ACTIVITY: Your task is to retype the listing word for word.

-*-*-

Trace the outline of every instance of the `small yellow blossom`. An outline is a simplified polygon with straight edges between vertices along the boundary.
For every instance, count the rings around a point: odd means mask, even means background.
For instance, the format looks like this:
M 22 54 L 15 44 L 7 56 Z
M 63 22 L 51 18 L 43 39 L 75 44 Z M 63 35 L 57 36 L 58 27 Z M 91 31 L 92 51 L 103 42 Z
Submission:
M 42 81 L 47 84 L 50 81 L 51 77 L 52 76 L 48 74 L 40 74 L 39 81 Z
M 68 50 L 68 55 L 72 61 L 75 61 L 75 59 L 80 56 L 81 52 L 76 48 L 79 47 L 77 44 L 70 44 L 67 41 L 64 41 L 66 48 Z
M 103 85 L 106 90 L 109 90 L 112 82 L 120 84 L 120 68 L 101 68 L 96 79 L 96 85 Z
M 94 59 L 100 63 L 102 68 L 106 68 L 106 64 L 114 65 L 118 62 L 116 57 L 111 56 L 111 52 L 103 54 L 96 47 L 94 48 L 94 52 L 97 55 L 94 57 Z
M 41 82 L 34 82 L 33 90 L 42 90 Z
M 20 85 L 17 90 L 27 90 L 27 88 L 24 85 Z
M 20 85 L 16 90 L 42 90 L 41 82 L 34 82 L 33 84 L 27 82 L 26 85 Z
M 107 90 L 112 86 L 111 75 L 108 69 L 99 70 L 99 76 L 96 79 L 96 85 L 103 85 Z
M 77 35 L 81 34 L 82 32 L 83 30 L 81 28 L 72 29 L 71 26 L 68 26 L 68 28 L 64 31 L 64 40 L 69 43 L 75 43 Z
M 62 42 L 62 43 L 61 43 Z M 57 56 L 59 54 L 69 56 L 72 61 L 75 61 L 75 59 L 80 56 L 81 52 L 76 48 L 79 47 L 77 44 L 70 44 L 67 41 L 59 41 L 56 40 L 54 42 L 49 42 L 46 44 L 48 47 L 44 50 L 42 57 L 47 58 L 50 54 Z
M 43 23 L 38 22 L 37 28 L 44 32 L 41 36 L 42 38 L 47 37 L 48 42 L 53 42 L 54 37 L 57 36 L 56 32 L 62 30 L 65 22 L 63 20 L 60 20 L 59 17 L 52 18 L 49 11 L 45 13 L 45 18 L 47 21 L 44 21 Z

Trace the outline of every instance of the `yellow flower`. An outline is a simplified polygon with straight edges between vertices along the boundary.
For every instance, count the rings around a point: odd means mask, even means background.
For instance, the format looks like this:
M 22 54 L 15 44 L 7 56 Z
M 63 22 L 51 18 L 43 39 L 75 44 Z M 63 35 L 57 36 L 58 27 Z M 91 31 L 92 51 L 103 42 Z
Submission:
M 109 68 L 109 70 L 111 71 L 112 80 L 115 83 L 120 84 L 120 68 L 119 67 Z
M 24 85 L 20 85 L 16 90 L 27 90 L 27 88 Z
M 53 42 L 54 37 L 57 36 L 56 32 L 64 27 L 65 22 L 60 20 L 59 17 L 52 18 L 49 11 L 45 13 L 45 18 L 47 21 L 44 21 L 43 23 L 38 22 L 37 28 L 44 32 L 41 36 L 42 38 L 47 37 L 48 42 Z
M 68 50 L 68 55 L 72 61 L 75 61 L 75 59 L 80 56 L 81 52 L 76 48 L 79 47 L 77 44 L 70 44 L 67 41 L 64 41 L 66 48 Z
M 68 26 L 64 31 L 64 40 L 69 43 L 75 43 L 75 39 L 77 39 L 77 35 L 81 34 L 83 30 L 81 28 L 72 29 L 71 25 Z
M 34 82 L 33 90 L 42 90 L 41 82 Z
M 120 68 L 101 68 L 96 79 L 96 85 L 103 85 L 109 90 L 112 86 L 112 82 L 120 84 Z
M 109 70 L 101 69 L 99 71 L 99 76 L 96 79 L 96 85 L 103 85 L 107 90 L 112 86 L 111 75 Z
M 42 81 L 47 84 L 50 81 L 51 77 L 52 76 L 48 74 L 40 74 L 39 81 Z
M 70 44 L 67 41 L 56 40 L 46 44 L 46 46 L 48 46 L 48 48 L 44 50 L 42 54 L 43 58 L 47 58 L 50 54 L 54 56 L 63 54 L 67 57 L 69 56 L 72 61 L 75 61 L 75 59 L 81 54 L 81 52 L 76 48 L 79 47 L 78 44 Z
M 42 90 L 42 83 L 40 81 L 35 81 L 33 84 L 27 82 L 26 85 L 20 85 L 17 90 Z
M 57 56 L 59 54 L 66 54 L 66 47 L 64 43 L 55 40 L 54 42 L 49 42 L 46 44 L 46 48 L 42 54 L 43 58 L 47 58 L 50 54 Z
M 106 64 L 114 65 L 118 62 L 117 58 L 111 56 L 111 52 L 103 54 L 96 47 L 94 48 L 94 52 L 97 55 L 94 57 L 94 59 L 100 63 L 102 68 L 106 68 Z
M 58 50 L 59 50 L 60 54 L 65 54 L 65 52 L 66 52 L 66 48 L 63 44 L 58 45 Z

-*-*-

ANSWER FOR THIS EXERCISE:
Trace the outline of every instance of the `small yellow blossom`. An outline is a simplified polygon with straight edges between vertices along the boundary.
For every instance, count the rings around a point: odd means mask, even means background.
For instance, the format looks like this:
M 22 54 L 15 44 L 7 56 Z
M 63 22 L 51 18 L 43 39 L 75 44 Z M 63 35 L 57 36 L 58 27 Z M 91 31 L 92 51 L 103 42 Z
Submission:
M 42 81 L 47 84 L 50 81 L 51 77 L 52 76 L 48 74 L 40 74 L 39 81 Z
M 68 50 L 68 55 L 72 61 L 75 61 L 75 59 L 80 56 L 81 52 L 76 48 L 79 47 L 77 44 L 70 44 L 67 41 L 64 41 L 66 48 Z
M 103 85 L 106 90 L 109 90 L 112 82 L 120 84 L 120 68 L 101 68 L 96 79 L 96 85 Z
M 94 59 L 100 63 L 102 68 L 106 68 L 106 64 L 114 65 L 118 62 L 116 57 L 111 56 L 111 52 L 103 54 L 96 47 L 94 48 L 94 52 L 97 55 L 94 57 Z
M 41 82 L 34 82 L 33 90 L 42 90 Z
M 20 85 L 17 90 L 27 90 L 27 88 L 24 85 Z
M 20 85 L 16 90 L 42 90 L 41 82 L 34 82 L 33 84 L 27 82 L 26 85 Z
M 107 90 L 112 86 L 111 75 L 108 69 L 99 70 L 99 76 L 96 79 L 96 85 L 103 85 Z
M 77 35 L 81 34 L 82 32 L 83 30 L 81 28 L 72 29 L 71 26 L 68 26 L 68 28 L 64 31 L 64 40 L 69 43 L 75 43 Z
M 62 42 L 62 43 L 61 43 Z M 57 56 L 59 54 L 69 56 L 72 61 L 75 61 L 75 59 L 80 56 L 81 52 L 76 48 L 79 47 L 77 44 L 70 44 L 67 41 L 59 41 L 56 40 L 54 42 L 49 42 L 46 44 L 48 47 L 44 50 L 42 57 L 47 58 L 50 54 Z
M 43 23 L 38 22 L 37 28 L 44 32 L 41 36 L 42 38 L 47 37 L 48 42 L 53 42 L 54 37 L 57 36 L 56 32 L 62 30 L 65 22 L 63 20 L 60 20 L 59 17 L 52 18 L 49 11 L 45 13 L 45 18 L 47 21 L 44 21 Z

Trace the outline of every instance of the `yellow flower`. An outline is a simplified polygon with straight edges between vertices along the boundary.
For every instance, count the rings around a point: odd means mask, even means background.
For instance, the format looks like this:
M 22 54 L 15 44 L 7 56 Z
M 63 22 L 51 18 L 43 39 L 75 44 Z M 63 35 L 57 36 L 58 27 Z M 91 31 L 92 51 L 103 42 Z
Submission:
M 109 68 L 109 70 L 111 71 L 112 80 L 115 83 L 120 84 L 120 68 L 119 67 Z
M 24 85 L 20 85 L 16 90 L 27 90 L 27 88 Z
M 53 42 L 54 37 L 57 36 L 56 32 L 64 27 L 65 22 L 60 20 L 59 17 L 52 18 L 49 11 L 45 13 L 45 18 L 47 21 L 44 21 L 43 23 L 38 22 L 37 28 L 44 32 L 41 36 L 42 38 L 47 37 L 48 42 Z
M 68 50 L 68 55 L 72 61 L 75 61 L 75 59 L 80 56 L 81 52 L 76 48 L 79 47 L 77 44 L 70 44 L 67 41 L 64 41 L 66 48 Z
M 68 26 L 64 31 L 64 40 L 69 43 L 75 43 L 75 39 L 77 39 L 77 35 L 81 34 L 83 30 L 81 28 L 72 29 L 71 25 Z
M 34 82 L 33 90 L 42 90 L 41 82 Z
M 120 68 L 101 68 L 96 79 L 96 85 L 103 85 L 109 90 L 112 86 L 112 82 L 120 84 Z
M 109 70 L 101 69 L 99 71 L 99 76 L 96 79 L 96 85 L 103 85 L 107 90 L 112 86 L 111 75 Z
M 42 81 L 47 84 L 50 81 L 51 77 L 52 76 L 48 74 L 40 74 L 39 81 Z
M 70 44 L 67 41 L 56 40 L 46 44 L 46 46 L 48 46 L 48 48 L 44 50 L 42 54 L 43 58 L 47 58 L 50 54 L 54 56 L 63 54 L 67 57 L 69 56 L 72 61 L 75 61 L 75 59 L 81 54 L 81 52 L 76 48 L 79 47 L 78 44 Z
M 42 90 L 42 83 L 40 81 L 35 81 L 33 84 L 27 82 L 26 85 L 20 85 L 17 90 Z
M 57 56 L 59 54 L 66 54 L 66 47 L 64 43 L 55 40 L 54 42 L 49 42 L 46 44 L 46 48 L 42 54 L 43 58 L 47 58 L 50 54 Z
M 106 64 L 114 65 L 118 62 L 117 58 L 111 56 L 111 52 L 103 54 L 96 47 L 94 48 L 94 52 L 97 55 L 94 57 L 94 59 L 100 63 L 102 68 L 106 68 Z
M 58 50 L 59 50 L 60 54 L 65 54 L 65 52 L 66 52 L 66 48 L 63 44 L 58 45 Z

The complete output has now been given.